▶ [Document]:
┌──

Anne Boleyn’s attitude to Mary can best be explained by her feelings of insecurity over Catherine of Aragon, and her feelings of inferiority when she compared her own daughter’s position in the world with Mary’s. Anne was loathed by the people, whereas Catherine was remembered with love, respect and admiration. No matter how many of Catherine’s jewels Anne wore, and no matter how much she pretended it didn’t matter, Anne Boleyn was ‘the goggle-eyed whore’ not the true queen to many of the ordinary people of England.

Since the King’s infatuation with Anne was no longer an all-consuming passion, some of the courtiers decided to introduce him to other ladies who might catch his fancy. With Anne’s example to look to, noble ladies now realised that, far from just accepting a place as a mistress as Bessie Blount had done, they might aspire to actually be queen. Members of the Boleyn faction introduced Margaret Shelton to Henry, who made her his mistress for a time. Presumably they did so to weaken the authority of Anne – they may even have hoped that Margaret could replace her as queen. Margaret may have had a gentler disposition than Anne, one that could be better managed so that the Boleyns and their supporters could hold on to power. This may also have been a safety net; if Henry were to discard Anne in favour of Margaret, his new queen would still represent the Boleyn–Howard interests and they could continue to enjoy the wealth and power that they wielded. It has even been suggested that Anne herself chose her cousin to engage the King’s affections to prevent someone else from a rival faction taking the position.

└──

▶ [Dataset extract]:
┌──

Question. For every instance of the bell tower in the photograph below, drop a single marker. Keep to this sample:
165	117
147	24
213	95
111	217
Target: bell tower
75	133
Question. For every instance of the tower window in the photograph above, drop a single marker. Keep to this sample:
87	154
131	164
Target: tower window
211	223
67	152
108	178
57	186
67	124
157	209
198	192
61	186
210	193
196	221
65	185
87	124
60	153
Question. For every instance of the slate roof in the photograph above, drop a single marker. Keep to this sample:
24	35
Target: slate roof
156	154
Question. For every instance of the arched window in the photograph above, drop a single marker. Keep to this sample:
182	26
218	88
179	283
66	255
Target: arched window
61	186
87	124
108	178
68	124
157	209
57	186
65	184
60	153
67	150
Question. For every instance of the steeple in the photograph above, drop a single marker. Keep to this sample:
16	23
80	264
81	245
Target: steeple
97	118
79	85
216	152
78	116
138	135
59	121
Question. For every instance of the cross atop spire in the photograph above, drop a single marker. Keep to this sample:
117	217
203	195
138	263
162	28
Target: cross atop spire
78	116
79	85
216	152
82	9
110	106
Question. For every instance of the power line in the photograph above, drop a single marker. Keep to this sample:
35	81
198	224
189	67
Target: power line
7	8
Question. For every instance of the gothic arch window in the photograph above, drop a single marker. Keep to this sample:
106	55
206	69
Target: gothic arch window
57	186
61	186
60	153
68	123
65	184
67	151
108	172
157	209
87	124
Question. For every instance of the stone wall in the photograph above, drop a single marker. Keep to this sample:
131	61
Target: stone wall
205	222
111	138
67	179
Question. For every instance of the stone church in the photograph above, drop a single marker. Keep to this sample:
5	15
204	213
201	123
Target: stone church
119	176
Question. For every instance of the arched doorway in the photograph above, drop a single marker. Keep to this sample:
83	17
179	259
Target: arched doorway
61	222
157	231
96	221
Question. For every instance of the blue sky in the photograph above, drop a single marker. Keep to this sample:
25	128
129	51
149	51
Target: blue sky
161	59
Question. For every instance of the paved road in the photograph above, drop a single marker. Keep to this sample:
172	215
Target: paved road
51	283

└──

Name every person who is named in the text about Anne Boleyn. The lines have nothing to do with the text about Anne Boleyn.

▶ [Solution to this exercise]: Anne Boleyn, Mary, Catherine of Aragon, Henry, Bessie Blount, Margaret Shelton